__Exercise directions__. The lines you return must be all those in the data that hold the string "bench".

__Dataset__.

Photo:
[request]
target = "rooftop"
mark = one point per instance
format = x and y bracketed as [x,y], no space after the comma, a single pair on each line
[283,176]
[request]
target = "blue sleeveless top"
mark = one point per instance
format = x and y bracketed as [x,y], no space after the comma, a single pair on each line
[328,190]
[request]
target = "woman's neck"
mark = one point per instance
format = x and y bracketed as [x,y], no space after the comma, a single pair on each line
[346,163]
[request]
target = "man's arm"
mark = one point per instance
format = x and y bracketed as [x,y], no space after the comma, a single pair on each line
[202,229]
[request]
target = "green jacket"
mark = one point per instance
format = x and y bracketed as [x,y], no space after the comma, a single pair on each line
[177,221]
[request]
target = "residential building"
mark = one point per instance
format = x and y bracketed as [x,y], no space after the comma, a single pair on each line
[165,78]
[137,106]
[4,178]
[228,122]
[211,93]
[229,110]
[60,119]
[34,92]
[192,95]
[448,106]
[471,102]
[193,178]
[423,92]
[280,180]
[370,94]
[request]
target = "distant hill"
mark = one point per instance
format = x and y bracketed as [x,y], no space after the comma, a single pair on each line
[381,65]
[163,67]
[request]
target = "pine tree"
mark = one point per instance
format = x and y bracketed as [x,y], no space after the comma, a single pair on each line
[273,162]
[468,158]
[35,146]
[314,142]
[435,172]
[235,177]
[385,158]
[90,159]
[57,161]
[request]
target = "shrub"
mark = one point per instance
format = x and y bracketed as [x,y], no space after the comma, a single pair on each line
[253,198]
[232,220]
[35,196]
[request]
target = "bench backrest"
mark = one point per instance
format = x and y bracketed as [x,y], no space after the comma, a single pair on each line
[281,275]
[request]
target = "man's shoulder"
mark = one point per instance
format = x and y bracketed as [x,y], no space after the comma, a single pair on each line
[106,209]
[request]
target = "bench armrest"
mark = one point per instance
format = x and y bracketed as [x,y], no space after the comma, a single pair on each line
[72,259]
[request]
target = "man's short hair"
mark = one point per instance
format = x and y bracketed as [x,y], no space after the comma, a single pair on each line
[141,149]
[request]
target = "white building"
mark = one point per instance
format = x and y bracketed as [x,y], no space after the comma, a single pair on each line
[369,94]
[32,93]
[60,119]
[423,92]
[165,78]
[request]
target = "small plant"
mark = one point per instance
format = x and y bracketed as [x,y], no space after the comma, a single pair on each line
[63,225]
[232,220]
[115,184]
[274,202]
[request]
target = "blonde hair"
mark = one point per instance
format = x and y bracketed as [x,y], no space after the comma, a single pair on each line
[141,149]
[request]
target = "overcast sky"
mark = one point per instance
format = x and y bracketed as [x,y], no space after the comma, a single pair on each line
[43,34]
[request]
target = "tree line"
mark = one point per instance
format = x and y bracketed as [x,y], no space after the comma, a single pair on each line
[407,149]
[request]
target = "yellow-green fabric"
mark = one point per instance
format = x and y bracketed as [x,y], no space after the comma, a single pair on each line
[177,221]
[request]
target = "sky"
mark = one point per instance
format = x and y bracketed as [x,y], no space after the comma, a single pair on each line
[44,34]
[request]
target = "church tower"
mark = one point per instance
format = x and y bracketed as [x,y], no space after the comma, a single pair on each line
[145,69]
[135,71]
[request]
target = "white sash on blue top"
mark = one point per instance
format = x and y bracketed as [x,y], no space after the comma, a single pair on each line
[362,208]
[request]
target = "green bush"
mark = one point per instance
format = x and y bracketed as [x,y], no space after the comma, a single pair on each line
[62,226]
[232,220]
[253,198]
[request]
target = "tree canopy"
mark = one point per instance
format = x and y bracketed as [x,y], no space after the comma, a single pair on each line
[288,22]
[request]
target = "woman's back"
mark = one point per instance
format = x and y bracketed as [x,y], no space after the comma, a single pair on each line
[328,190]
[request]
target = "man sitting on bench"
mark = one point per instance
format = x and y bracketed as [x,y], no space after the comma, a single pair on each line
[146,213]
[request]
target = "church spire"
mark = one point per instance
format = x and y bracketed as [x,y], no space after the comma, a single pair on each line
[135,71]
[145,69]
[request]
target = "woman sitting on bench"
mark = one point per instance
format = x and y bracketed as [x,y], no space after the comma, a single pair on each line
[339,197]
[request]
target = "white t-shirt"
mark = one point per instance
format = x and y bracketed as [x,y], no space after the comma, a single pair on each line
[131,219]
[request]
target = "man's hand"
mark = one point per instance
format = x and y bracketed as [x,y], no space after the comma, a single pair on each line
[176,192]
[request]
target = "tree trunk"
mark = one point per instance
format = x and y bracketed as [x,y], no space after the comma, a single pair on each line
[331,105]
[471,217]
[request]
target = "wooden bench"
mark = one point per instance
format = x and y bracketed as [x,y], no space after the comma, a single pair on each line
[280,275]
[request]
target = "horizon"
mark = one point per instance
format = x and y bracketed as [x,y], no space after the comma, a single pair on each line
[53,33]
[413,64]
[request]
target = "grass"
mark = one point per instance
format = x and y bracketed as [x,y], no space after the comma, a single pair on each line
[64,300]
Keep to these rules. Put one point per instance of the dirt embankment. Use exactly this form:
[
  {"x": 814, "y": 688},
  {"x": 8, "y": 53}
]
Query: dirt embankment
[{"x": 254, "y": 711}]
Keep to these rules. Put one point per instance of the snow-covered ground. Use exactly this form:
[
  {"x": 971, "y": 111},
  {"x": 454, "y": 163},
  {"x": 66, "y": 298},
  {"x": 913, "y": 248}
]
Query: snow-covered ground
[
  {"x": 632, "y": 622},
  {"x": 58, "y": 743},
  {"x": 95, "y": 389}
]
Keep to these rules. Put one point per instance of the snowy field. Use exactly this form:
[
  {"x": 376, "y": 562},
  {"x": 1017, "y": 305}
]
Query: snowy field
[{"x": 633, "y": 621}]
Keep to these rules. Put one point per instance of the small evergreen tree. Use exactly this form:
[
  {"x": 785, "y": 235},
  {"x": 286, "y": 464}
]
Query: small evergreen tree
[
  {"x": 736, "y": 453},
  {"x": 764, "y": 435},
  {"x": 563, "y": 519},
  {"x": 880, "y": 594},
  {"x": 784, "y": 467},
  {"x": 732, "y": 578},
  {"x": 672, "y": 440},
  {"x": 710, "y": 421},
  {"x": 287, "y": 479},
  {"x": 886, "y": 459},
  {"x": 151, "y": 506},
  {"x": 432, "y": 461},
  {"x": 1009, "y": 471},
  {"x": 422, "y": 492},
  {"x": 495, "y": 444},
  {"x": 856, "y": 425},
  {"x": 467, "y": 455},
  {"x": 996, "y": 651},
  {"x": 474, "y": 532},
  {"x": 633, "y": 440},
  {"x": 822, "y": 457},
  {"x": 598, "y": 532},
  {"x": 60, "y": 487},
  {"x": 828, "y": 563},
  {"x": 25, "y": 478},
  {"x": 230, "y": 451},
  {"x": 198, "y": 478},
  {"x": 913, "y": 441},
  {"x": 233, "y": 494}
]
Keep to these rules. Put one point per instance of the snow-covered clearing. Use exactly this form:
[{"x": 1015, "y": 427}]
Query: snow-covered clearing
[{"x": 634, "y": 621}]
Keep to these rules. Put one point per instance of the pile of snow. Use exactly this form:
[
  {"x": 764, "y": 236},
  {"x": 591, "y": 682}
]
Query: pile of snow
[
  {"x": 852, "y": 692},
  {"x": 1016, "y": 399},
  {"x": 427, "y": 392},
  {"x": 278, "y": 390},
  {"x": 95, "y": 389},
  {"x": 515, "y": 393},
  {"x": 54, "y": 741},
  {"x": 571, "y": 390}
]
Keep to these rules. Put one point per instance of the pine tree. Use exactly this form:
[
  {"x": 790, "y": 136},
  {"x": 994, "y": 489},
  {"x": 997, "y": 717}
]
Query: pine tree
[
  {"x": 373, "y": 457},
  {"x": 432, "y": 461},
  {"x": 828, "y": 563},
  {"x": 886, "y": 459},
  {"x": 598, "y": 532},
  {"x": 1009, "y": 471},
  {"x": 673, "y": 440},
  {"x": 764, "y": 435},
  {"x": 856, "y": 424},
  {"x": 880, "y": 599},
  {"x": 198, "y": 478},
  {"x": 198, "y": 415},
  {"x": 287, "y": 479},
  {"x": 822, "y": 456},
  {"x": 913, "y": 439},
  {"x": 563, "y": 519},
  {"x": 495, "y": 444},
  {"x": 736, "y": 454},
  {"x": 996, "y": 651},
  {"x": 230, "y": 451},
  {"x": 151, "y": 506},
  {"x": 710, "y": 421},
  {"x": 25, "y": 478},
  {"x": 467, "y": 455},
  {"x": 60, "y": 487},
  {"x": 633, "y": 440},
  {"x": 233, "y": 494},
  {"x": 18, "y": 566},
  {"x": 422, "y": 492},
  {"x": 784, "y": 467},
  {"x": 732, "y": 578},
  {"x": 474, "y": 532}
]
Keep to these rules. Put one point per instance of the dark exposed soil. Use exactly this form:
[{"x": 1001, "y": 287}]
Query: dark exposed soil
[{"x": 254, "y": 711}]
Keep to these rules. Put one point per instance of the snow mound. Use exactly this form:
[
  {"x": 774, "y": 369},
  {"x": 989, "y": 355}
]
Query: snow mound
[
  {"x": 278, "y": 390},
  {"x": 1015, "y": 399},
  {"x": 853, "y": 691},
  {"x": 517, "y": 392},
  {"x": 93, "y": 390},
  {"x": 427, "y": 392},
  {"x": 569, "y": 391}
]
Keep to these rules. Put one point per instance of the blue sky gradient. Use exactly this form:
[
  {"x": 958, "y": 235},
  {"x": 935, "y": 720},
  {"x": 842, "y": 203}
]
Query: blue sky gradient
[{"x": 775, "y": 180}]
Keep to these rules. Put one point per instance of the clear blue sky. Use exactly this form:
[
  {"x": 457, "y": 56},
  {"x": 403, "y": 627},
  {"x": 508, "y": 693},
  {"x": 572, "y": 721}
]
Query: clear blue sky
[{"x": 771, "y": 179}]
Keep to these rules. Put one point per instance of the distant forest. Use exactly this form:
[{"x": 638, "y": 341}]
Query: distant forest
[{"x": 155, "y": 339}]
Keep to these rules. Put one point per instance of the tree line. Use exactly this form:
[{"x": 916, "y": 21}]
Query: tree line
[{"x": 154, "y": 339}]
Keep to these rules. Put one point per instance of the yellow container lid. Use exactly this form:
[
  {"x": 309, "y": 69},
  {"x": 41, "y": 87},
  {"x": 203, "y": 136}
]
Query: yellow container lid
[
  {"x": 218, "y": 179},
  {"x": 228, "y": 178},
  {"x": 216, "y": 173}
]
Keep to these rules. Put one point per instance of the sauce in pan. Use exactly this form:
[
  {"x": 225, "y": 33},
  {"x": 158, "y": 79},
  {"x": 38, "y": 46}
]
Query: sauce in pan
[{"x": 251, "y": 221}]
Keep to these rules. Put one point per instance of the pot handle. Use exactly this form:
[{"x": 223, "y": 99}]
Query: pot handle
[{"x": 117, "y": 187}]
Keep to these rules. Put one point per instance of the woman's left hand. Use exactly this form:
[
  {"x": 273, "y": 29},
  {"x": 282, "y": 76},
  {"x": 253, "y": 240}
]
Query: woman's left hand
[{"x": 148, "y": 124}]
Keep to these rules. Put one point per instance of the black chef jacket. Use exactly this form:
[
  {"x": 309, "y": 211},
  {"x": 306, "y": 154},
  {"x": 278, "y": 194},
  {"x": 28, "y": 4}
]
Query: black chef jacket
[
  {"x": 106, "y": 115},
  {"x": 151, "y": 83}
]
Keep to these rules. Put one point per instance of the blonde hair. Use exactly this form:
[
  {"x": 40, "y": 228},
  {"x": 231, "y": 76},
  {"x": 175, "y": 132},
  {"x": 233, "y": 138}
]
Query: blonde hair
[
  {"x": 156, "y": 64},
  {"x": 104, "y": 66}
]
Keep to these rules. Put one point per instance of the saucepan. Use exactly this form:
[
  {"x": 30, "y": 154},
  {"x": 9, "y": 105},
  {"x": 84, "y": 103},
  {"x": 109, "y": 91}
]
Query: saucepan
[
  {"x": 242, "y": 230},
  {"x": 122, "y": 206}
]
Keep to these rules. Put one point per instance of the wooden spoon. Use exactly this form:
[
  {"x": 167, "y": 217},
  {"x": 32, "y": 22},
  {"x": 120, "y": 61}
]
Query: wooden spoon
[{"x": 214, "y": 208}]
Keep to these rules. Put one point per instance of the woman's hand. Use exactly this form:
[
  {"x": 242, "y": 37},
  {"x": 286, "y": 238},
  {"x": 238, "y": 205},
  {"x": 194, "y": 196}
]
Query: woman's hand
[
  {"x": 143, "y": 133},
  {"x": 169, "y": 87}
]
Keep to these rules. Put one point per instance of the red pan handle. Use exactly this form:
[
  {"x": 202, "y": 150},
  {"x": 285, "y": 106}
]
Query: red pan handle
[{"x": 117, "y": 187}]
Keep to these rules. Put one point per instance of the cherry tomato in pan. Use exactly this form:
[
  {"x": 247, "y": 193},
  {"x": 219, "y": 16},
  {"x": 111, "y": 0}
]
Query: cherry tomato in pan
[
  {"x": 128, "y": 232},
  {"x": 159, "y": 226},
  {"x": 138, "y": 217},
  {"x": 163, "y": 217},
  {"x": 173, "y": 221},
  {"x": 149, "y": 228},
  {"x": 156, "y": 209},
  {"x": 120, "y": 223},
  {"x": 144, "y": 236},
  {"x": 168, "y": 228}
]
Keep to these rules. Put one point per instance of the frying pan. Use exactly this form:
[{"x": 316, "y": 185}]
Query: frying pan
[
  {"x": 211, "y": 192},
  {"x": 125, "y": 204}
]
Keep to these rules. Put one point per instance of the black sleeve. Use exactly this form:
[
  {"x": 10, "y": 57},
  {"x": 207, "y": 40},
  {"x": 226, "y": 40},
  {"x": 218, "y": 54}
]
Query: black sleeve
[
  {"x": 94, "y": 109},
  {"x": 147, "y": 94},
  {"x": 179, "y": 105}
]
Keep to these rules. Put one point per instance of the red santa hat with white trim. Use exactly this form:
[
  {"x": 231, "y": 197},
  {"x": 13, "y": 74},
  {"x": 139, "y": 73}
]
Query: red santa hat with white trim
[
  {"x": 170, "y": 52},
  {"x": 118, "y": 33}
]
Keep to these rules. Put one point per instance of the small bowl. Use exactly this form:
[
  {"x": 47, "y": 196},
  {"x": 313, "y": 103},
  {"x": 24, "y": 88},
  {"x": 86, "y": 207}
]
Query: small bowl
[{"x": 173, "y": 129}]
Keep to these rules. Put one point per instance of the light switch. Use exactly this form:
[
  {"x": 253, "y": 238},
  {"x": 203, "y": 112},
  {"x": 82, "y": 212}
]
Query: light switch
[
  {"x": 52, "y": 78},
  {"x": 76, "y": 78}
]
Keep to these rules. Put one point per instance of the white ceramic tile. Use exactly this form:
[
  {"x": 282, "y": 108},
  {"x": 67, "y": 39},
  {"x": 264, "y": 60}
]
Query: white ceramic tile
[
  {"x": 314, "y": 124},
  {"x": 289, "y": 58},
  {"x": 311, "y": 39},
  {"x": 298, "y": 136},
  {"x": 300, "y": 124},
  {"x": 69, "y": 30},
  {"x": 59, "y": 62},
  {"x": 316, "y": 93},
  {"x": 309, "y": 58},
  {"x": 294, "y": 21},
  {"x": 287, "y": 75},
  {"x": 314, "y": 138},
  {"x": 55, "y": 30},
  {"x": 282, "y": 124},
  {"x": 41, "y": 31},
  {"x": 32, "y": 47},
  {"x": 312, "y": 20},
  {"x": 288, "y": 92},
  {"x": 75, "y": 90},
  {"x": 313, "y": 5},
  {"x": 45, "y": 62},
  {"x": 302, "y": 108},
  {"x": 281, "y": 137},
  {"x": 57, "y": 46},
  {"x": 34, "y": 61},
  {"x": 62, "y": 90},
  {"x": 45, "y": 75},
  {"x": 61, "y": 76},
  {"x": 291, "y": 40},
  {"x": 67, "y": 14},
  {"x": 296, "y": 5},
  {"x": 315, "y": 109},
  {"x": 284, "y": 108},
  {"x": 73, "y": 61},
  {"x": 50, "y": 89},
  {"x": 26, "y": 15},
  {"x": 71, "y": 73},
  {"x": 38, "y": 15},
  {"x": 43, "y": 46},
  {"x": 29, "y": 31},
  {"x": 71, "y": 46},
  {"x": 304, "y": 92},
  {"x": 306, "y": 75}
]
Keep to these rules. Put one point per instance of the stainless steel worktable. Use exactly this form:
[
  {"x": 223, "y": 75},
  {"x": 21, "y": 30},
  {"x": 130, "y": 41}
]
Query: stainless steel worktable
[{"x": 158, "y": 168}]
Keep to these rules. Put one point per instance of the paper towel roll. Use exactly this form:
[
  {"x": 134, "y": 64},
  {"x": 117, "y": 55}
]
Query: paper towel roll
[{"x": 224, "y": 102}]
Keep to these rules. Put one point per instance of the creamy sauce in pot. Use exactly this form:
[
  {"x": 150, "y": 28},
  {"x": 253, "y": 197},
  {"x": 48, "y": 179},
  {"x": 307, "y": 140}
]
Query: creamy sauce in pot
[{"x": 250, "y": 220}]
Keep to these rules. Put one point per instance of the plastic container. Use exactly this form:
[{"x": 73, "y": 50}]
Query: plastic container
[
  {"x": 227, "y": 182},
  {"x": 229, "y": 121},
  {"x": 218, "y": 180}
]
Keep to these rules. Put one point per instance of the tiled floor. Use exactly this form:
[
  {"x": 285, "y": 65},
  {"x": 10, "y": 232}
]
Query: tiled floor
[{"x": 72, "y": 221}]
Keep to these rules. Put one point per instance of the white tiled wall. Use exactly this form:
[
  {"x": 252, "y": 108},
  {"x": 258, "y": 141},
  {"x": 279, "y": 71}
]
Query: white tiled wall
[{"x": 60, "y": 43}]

__Reply to the exercise__.
target = "bench backrest"
target = "bench armrest"
target = "man sitting on bench"
target = "woman sitting on bench"
target = "wooden bench"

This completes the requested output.